(Location annotation dataset excerpts)

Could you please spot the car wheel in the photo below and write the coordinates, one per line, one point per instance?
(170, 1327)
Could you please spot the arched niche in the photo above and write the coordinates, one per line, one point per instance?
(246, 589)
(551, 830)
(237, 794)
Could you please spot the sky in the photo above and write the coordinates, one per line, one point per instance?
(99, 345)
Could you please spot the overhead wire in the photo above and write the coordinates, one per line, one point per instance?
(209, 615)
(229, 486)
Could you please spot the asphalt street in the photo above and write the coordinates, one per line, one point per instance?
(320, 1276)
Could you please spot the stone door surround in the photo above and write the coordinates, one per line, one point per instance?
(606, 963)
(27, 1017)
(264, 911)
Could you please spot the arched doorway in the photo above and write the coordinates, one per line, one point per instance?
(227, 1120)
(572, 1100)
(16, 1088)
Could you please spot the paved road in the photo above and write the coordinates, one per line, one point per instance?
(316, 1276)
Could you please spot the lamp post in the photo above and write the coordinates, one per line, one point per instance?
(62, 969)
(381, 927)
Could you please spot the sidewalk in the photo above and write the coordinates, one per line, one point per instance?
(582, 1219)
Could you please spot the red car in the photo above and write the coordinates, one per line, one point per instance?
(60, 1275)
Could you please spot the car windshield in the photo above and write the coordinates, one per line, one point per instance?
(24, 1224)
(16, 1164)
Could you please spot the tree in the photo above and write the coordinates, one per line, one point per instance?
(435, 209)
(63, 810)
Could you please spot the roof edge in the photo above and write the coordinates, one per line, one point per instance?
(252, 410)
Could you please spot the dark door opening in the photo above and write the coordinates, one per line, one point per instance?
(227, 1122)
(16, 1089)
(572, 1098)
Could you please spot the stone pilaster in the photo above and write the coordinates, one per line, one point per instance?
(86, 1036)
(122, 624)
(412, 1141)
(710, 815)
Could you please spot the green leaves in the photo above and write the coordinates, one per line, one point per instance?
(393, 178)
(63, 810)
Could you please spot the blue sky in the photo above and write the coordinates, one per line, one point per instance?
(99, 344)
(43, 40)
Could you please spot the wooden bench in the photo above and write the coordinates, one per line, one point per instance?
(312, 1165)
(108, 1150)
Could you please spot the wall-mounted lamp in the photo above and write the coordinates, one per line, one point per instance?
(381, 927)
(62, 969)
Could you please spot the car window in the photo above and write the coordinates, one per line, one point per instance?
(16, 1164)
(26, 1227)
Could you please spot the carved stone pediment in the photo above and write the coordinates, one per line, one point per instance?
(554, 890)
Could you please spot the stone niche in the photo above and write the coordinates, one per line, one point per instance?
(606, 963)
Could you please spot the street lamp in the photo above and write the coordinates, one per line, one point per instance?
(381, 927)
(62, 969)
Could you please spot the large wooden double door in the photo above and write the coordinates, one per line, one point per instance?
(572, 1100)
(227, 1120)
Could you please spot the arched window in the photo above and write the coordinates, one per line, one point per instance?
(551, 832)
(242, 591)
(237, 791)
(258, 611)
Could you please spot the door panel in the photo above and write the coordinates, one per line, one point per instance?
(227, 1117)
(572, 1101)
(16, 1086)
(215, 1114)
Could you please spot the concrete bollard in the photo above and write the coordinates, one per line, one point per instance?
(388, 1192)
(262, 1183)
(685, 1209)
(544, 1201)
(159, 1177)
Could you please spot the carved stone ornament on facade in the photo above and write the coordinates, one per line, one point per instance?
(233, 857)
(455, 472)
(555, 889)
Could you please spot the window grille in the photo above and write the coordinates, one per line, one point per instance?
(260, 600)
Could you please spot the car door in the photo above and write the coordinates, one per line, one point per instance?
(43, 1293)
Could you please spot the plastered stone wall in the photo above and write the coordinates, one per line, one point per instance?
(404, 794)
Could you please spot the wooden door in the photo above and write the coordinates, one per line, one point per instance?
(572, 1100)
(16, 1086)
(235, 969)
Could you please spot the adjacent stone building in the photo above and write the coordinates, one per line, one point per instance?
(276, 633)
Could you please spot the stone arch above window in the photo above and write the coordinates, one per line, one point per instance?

◆ **Task instructions**:
Convert the lines beginning at the one that contains "Could you please spot the arched window" and running through the end of the rows into a Markdown table. Use the columns No. and Line, number the lines in order, and leave out blank lines.

◆ **Output below**:
| No. | Line |
|---|---|
| 1 | Could you please spot the arched window in the photo above and write the coordinates, one per line, one point per instance? |
| 2 | (551, 832) |
| 3 | (242, 591) |
| 4 | (237, 791) |
| 5 | (258, 611) |
| 6 | Could you please spot the door panel in the photo above and write the coordinates, one per line, one point per instance? |
| 7 | (227, 1117) |
| 8 | (572, 1101) |
| 9 | (16, 1086) |
| 10 | (215, 1114) |
| 11 | Could you please spot the concrete bollard in the photo above and write the coordinates, one per line, one point per instance? |
| 12 | (388, 1192) |
| 13 | (262, 1183) |
| 14 | (685, 1209) |
| 15 | (544, 1201) |
| 16 | (159, 1177) |
| 17 | Could you please spot the carved stone ornament on facade in the photo above and write the coordinates, one per line, one point per instance? |
| 18 | (233, 857) |
| 19 | (455, 472) |
| 20 | (555, 889) |
| 21 | Could you please spot the window grille in the photo above and write the coordinates, one per line, one point per instance? |
| 22 | (260, 600) |
| 23 | Could you please spot the car door in the photo above and write the coordinates, one per line, one point per instance? |
| 24 | (43, 1293) |
| 25 | Could you please spot the plastered stone wall in the photo above and write the coordinates, one per line, one point per instance? |
| 26 | (404, 794) |
| 27 | Could you please spot the wooden door in the photo above and write the coordinates, one per line, one point per instance? |
| 28 | (572, 1100) |
| 29 | (16, 1086) |
| 30 | (235, 969) |
| 31 | Could you please spot the adjacent stone building in the photo above and write the coordinates, one per line, one point per instance? |
| 32 | (276, 633) |
| 33 | Could you please spot the stone arch above window in the photo above and write the coordinates, one per line, one point per instance? |